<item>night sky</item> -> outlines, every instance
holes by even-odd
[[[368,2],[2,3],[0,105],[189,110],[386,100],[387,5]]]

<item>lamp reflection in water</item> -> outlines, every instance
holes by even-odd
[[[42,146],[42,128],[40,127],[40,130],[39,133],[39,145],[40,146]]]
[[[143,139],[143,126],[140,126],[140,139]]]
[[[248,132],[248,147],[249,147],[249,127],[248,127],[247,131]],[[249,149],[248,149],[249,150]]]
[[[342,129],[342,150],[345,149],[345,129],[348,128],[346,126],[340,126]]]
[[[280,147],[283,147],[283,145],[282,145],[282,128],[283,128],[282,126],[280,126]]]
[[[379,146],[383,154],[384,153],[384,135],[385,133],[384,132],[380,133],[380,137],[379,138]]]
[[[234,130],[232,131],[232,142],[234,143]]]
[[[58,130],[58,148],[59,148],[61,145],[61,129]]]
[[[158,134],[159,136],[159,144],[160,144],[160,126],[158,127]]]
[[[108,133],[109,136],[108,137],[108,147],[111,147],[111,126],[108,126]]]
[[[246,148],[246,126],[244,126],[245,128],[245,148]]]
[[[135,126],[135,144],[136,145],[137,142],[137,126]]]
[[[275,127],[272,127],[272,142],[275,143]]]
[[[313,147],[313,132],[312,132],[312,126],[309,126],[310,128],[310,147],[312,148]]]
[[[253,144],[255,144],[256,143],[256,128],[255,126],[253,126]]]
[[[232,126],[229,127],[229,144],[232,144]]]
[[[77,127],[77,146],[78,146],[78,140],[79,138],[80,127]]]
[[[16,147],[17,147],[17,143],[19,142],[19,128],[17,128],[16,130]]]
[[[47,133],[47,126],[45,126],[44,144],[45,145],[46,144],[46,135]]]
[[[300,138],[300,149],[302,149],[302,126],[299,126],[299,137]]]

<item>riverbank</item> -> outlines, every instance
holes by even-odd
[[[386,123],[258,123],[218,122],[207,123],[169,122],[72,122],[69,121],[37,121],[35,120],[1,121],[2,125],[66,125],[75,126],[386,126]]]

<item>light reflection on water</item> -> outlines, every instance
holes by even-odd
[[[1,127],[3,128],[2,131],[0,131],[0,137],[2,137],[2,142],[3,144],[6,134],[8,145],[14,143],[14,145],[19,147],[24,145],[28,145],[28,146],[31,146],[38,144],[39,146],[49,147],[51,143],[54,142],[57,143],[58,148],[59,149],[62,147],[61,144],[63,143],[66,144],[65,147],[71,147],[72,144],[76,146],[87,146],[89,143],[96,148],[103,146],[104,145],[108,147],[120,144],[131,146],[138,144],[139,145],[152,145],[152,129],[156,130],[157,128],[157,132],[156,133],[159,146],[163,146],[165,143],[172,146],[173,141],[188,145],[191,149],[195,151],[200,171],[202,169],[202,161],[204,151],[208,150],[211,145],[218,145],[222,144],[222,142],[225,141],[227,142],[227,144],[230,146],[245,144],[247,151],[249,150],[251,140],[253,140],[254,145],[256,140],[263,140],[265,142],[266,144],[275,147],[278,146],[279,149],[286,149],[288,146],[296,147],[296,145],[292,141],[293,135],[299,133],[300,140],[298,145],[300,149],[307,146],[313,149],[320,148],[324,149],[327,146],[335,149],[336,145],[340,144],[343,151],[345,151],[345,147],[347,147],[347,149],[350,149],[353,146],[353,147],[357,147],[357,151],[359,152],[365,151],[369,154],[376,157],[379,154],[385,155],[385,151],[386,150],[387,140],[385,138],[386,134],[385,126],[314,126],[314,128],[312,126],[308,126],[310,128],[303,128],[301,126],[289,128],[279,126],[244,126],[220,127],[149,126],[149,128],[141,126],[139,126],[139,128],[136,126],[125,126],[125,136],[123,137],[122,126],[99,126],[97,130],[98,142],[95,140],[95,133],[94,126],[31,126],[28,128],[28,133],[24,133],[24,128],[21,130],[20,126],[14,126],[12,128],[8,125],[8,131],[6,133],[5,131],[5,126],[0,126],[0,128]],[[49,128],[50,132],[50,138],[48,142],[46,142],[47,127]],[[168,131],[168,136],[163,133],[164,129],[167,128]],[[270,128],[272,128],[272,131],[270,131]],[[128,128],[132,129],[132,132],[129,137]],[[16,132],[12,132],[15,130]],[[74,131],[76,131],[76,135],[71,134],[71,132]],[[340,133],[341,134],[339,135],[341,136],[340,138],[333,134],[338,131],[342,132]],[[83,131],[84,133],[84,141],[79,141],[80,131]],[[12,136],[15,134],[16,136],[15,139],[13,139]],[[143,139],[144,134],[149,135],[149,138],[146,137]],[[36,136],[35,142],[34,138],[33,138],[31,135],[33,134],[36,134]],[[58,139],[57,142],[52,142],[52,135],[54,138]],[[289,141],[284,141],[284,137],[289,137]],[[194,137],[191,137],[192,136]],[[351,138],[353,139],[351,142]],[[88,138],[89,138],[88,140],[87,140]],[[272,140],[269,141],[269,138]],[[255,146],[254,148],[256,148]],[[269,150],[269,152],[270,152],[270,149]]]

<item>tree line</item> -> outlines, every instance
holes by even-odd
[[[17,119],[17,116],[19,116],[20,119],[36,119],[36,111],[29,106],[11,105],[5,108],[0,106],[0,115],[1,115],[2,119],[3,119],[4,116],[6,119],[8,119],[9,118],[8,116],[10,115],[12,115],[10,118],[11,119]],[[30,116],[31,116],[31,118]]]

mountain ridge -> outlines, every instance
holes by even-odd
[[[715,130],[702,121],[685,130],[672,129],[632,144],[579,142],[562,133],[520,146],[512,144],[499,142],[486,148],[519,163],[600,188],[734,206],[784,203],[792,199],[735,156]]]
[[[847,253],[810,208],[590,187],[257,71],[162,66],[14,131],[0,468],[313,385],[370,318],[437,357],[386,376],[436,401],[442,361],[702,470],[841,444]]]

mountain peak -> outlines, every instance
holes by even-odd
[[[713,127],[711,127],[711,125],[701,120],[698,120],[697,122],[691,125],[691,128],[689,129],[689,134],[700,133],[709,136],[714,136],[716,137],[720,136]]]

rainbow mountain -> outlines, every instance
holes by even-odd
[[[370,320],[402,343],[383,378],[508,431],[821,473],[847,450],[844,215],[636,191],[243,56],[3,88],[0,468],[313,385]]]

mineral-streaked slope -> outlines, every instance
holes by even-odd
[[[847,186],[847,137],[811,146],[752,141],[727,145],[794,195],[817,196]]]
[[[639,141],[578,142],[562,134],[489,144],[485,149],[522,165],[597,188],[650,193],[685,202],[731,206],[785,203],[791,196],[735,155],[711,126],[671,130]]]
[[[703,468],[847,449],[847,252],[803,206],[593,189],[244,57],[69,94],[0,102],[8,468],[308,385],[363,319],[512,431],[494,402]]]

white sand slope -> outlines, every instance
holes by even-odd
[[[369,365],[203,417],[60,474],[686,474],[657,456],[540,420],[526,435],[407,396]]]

•••

▶ [Task prompt] Reproduce the listing above verbatim, from its first line through the line containing "[[[368,2],[2,3],[0,105],[189,110],[386,100],[387,5]]]", including both of those lines.

▶ [Result of the task]
<item>night sky</item> -> outlines, every instance
holes by even-odd
[[[368,2],[2,3],[0,105],[189,110],[386,100],[387,5]]]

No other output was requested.